>> Start PASSAGE SHOWN

The mission in Afghanistan was the destruction of the Taliban as a government and the destruction of terrorist networks inside Afghanistan.
The Taliban was ousted from power using mostly a local force. This decision was made knowing that the Soviets had sent in 625,000 ground forces and had lost 15,000 with 55,000 wounded. This was taken as a way not to do it. Fighting the war in a unconventional way was a decision of the Bush administration with a look back at the history of war in Afghanistan. Today we have abandoned this strategy and have sent in our Reservist, National Guard, and regular forces to kick down doors and fight in a more conventional way. The Soviets had over half a million men in country and today we are trying to do it with a combined force of about 1 fifth the size. The numbers don’t seem to work now and the strategy was never there. Fighting men are best at blowing things up and killing people. They are less skilled at social work. If the administration can’t let them do what they’re good at then they ought pack up and bring our troops home.
Ann Jones is currently in Papua New Guinea and won’t be coming by. Maybe later.
Were it that simple Templeton. Rarely is.
Military Objectives:
U.S. Strategic Objectives, CENTCOM, OIF Military Objectives “destabilize, isolate, and overthrow the Iraqi regime and provide support to a new, broad-based government; destroy Iraqi WMD capability and infrastructure; protect allies and supporters from Iraqi threats and attacks; destroy terrorist networks in Iraq, gather intelligence on global terrorism, detain terrorists and war criminals, and free individuals unjustly detained under the Iraqi regime; and support international efforts to set conditions for long-term stability in Iraq and the region.”

>> End PASSAGE SHOWN
>> Start DATA SEGMENT

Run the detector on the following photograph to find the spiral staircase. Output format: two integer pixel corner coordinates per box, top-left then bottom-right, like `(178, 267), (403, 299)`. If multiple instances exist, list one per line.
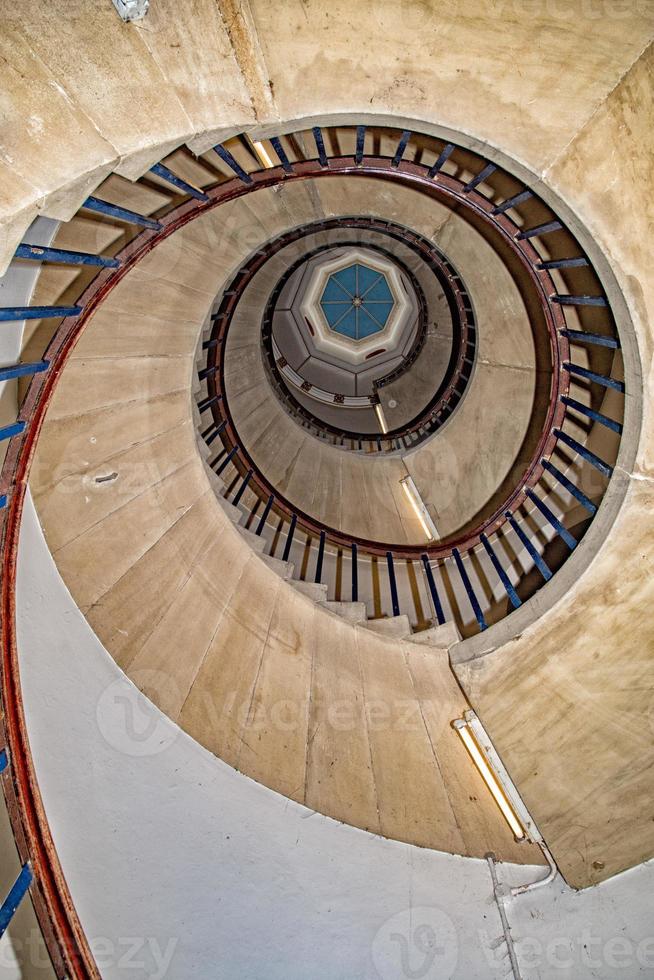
(0, 0), (654, 980)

>> End DATA SEGMENT

* **SET OF TASKS**:
A – According to the passage on the wars in Afghanistan and Iraq, how many ground forces did the Soviets send into Afghanistan?
B – Continue the passage on the wars in Afghanistan and Iraq, starting right after its final sentence.

* **RESPONSES TO THE EXERCISE**:
A – 625,000

B –
http://www.fas.org/sgp/crs/natsec/RL34387.pdf
Strategic Objective: (2003)
The U.S.Central Command (CENTCOM) OIF campaign plan “A stable Iraq, with its territorial integrity intact and a broad-based government that renounces WMD development and use and no longer supports terrorism or threatens its neighbors.
Strategic Objective: (2005)
A peaceful Iraq, united, stable, and secure, well-integrated into the international community, and a full partner in the global war on terrorism
Strategic Objective: (2007)
a unified, democratic, federal Iraq that can govern itself, defend itself, and sustain itself, and is an ally in the war on terror.
***Losing? Is this the same losing that lost us Iraq? ***
Yep. You don’t want to admit it, Buff, but we got our infidel butts thrown out of Iraq. In fact, wanting us to get the hell out of their country appears to be the only thing that Iraqi Shiites and Sunnis can agree on. (The kurds might like us to stay, but they are only 20% of the population).
I know that you think we won. That is complete and utter nonsense. All we have to show for that little exercise in imperialism is a debt of around 500B, a few thousand casualties, a lot of wounded and we didn’t even end up with much Iraqi oil. The Iraqis got their backs up — failed to pass the US written oil bill — and auctioned of contracts back in December, Most of the oil contracts for the next decades went to Russia, China, France … and BP.
The Spanish have a nice word for undertkings like Iraq — “atascadero”
Nicely outlined for official Centcom goals. But what is your point Jimi? Goals were simple?
***Nice to see how easily your willing to throw 30+ million Afghans back under the yoke of tyranny without any hope. Truely a progressive trait. ***
Buff. No one, not even you, can seriously believe for one minute that the Karzai government — which stole the last election — represents ‘freedom’ and the taliban represents tyranny. That’s simply nuts.
Beat the gold plated spears, and the posh operating bases, with all the luxury of the states flown in, in to plough shares.
Afghanistan and Iraq are abortive steps on the road to preserving the American empire.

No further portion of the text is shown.